[To be done]
The records below hold pictures; please leave those out and retype the rest exactly.

* Begin *

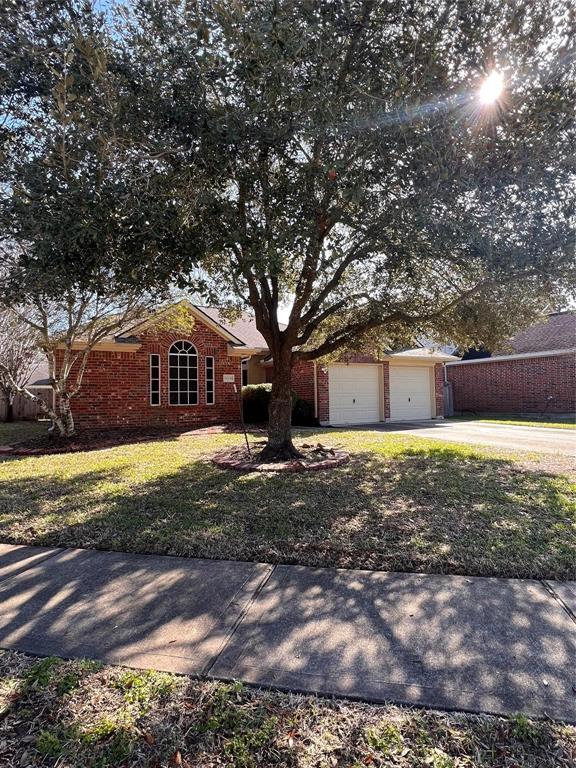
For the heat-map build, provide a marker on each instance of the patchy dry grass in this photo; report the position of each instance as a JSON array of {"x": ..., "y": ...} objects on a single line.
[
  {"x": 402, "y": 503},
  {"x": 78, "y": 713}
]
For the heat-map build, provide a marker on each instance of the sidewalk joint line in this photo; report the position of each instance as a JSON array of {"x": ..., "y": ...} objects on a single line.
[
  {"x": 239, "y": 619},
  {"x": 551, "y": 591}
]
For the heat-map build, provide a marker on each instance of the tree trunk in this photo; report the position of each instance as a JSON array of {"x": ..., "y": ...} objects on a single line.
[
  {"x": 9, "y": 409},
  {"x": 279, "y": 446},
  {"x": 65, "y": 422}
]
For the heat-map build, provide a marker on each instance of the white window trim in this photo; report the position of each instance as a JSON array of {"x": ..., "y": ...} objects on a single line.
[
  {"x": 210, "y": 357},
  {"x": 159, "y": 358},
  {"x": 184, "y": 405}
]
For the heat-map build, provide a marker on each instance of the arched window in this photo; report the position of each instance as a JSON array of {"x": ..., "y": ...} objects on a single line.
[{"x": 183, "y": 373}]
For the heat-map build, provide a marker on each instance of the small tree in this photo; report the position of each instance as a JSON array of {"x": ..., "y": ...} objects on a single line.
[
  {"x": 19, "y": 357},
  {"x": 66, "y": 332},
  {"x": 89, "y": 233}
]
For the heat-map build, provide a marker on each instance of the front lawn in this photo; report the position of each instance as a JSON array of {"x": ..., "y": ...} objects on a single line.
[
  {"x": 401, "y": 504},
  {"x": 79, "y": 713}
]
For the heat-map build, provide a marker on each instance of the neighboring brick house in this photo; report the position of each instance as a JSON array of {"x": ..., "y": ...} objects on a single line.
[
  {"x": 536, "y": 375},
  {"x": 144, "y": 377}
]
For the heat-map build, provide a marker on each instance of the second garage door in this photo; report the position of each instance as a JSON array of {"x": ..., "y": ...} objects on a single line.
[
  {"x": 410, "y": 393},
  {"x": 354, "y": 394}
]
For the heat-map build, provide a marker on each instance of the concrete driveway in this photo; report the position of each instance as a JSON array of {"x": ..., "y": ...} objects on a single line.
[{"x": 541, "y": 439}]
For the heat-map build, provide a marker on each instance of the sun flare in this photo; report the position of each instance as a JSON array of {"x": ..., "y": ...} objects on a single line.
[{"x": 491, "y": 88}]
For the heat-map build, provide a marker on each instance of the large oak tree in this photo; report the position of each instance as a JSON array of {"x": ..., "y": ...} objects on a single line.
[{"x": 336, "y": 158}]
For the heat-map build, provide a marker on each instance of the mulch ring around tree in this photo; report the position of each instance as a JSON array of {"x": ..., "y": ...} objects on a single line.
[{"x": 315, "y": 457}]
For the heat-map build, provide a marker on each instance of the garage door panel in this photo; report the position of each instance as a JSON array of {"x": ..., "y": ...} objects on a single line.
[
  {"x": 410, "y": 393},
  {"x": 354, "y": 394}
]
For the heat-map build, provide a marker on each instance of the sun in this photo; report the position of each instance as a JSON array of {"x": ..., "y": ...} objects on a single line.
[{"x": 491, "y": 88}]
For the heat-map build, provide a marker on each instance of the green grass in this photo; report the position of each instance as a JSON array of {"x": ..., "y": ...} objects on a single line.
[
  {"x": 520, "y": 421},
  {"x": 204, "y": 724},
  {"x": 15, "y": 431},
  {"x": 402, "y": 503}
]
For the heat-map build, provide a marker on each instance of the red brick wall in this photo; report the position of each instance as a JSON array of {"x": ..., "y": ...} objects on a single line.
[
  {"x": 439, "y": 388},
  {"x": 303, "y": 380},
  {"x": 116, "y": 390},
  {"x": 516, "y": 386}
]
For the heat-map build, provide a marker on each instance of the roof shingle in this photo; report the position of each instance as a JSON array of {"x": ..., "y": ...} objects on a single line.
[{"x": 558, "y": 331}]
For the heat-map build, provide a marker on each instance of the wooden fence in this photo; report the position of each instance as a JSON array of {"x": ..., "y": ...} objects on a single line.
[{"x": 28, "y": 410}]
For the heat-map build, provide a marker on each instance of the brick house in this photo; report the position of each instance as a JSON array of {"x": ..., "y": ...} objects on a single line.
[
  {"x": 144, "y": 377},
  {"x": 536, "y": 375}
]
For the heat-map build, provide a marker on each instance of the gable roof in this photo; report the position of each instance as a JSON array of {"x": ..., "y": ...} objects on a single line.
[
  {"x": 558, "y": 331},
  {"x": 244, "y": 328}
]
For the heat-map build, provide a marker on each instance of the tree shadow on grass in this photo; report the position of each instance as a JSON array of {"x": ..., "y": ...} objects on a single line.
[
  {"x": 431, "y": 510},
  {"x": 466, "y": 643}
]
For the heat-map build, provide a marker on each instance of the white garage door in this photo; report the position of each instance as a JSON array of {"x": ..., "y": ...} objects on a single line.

* End *

[Finished task]
For the heat-map build, provide a marker on each instance of the patchy dry grass in this photo; report the position of each instance as a JSON array of {"x": ..., "y": ...} objects on a single line.
[
  {"x": 402, "y": 503},
  {"x": 78, "y": 713}
]
For the heat-map build, provide a marker on each instance of the sidewalk joint line in this photo; report the position of each instance as a JSON array of {"x": ..., "y": ...} objects on a single line.
[
  {"x": 239, "y": 619},
  {"x": 551, "y": 591}
]
For the heat-map build, provide a marker on each instance of the tree trunk in this photo; report the position of each instance as a JSON array of {"x": ..., "y": ...} objects on a single line.
[
  {"x": 9, "y": 409},
  {"x": 279, "y": 446},
  {"x": 65, "y": 422}
]
For the heat-map build, provide a marker on each instance of the white window trim in this photo; report the position of each instance as a JSON array of {"x": ..., "y": ...} objects on a single line.
[
  {"x": 210, "y": 357},
  {"x": 159, "y": 358},
  {"x": 184, "y": 405}
]
For the heat-map build, provide a marker on each instance of the arched window in this photo; report the position of each instance as a JSON array of {"x": ..., "y": ...} objects on a single line.
[{"x": 183, "y": 373}]
For the heat-map build, provide a marker on each instance of the small tree in this photo; report the position of each instance as a JSON array of {"x": ..., "y": ...} objects on a single line.
[
  {"x": 19, "y": 357},
  {"x": 66, "y": 332},
  {"x": 89, "y": 233}
]
For the heat-map build, provide a marker on each instance of the front lawn in this photo; report the position of each instance as a JSON array of {"x": ..., "y": ...} objects on a single line.
[
  {"x": 401, "y": 504},
  {"x": 79, "y": 713}
]
For the heat-map build, provide a marker on each instance of the neighboring brick house in this photo; report the position of each instance as a JSON array of {"x": ..., "y": ...} objects on a single line.
[
  {"x": 536, "y": 375},
  {"x": 144, "y": 377}
]
For the heat-map build, provide a marker on each instance of the second garage door in this photo; report the position of each instance as a JSON array of {"x": ..., "y": ...} objects on a single line.
[
  {"x": 410, "y": 393},
  {"x": 354, "y": 394}
]
For the heat-map build, provide a marker on each instance of the concrete driveway in this photo; report the position of each instance as a JSON array of {"x": ..., "y": ...} objects on a single line.
[{"x": 541, "y": 439}]
For the heat-map build, provide a marker on each instance of the sun flare in this photo; report the position of each instance as a JSON array of {"x": ..., "y": ...} objects on a single line.
[{"x": 491, "y": 88}]
For the heat-map build, provide a marker on each instance of the large oak tree in this photo; report the position of each instance as a JSON array of {"x": ..., "y": ...} objects on a single line.
[{"x": 336, "y": 158}]
For the heat-map build, provide a marker on each instance of the mulch ring around tree in this photo; report the position of each instance as a JSON array of {"x": ..., "y": ...} objects on a single line.
[{"x": 315, "y": 457}]
For the heat-map build, provide a marker on each instance of the garage door panel in this photo; report the position of each instance as a JSON array of {"x": ..., "y": ...} objects on a single line.
[
  {"x": 410, "y": 393},
  {"x": 354, "y": 394}
]
For the heat-map build, provide a marker on each instance of the sun in this photo; report the position of each instance as a JSON array of {"x": ..., "y": ...} objects on a single line.
[{"x": 491, "y": 88}]
For the heat-map build, provide a marker on each instance of the green grass in this photo; report the position of each instance as a JSON array of {"x": ..., "y": ...} objects on a single line.
[
  {"x": 520, "y": 421},
  {"x": 204, "y": 724},
  {"x": 15, "y": 431},
  {"x": 402, "y": 503}
]
For the heat-map build, provide a marker on each instance of the red brick wall in this photo; report the position of each instance as a JSON array of {"x": ..., "y": ...} objects on a single line.
[
  {"x": 439, "y": 388},
  {"x": 303, "y": 380},
  {"x": 116, "y": 390},
  {"x": 516, "y": 386}
]
For the heat-map build, provide a marker on each instance of the roof shingle in this photo; report the position of each instance as a JSON array of {"x": ..., "y": ...} objects on a single line.
[{"x": 558, "y": 331}]
For the heat-map build, provide a marker on each instance of the wooden fence in this photo; report the position of each instance as a JSON array of {"x": ..., "y": ...} objects on a single line.
[{"x": 28, "y": 410}]
For the heat-map build, provide a marker on each instance of the brick house in this photo; report the position of each instance as a JSON array of {"x": ..., "y": ...} objects on a single line.
[
  {"x": 144, "y": 377},
  {"x": 536, "y": 375}
]
For the heat-map build, provide a marker on each instance of the gable roof in this photo; report the position of each instance as a JSON array of {"x": ..., "y": ...} objects on a single line.
[
  {"x": 558, "y": 331},
  {"x": 244, "y": 328}
]
For the heat-map build, provide a marker on each instance of the tree shadow on grass in this photo; report the position of each instance as a JSON array of {"x": ..., "y": ...} objects on a single line.
[
  {"x": 431, "y": 510},
  {"x": 466, "y": 643}
]
For the heat-map build, provide a marker on each instance of the white garage door in this photo; report the position of each instance as a JSON array of {"x": ..., "y": ...} objects on a single line.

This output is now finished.